[A block of data]
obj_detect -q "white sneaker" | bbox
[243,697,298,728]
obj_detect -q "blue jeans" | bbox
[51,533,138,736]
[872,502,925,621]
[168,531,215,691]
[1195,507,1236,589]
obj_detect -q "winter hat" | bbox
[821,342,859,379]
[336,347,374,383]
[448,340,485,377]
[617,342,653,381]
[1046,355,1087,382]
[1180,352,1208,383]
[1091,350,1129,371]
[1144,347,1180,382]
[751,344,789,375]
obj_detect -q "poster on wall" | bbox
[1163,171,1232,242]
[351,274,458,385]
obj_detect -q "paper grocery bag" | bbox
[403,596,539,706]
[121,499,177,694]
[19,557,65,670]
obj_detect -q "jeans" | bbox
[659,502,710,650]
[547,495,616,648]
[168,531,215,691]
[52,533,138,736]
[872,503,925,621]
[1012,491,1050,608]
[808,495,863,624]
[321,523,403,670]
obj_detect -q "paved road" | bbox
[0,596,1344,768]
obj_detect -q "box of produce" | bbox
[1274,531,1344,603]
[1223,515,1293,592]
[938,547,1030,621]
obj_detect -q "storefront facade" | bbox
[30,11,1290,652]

→ **YOUR TASK**:
Copy every line of the records above verbatim, with nothing changed.

→ **WRITTEN ANSWER**:
obj_detect -q "white sneaker" | bbox
[243,697,298,728]
obj_detect -q "blue jeans" | bbox
[51,533,138,736]
[872,502,925,621]
[168,531,215,691]
[1195,507,1236,589]
obj_detect -q "winter hat" | bbox
[821,342,859,379]
[336,347,374,383]
[448,340,485,377]
[617,342,653,381]
[1046,355,1087,382]
[1180,352,1208,383]
[1091,350,1129,371]
[1144,347,1180,382]
[751,344,789,375]
obj_detect -q "poster on wall" | bbox
[1163,171,1232,242]
[351,274,458,385]
obj_detect -q "paper grocery bag" | bbox
[403,596,539,706]
[121,499,177,694]
[19,557,65,670]
obj_detect -q "jeans" | bbox
[659,502,710,650]
[547,495,616,648]
[168,531,215,691]
[52,533,138,736]
[872,503,925,621]
[1012,491,1050,608]
[808,495,863,624]
[321,523,403,670]
obj_detect -q "paved road" | bbox
[0,596,1344,768]
obj_detect -q "box of produce" | bbox
[1274,531,1344,603]
[1223,515,1293,592]
[938,547,1030,621]
obj_detect -q "storefront facade" | bbox
[30,11,1290,652]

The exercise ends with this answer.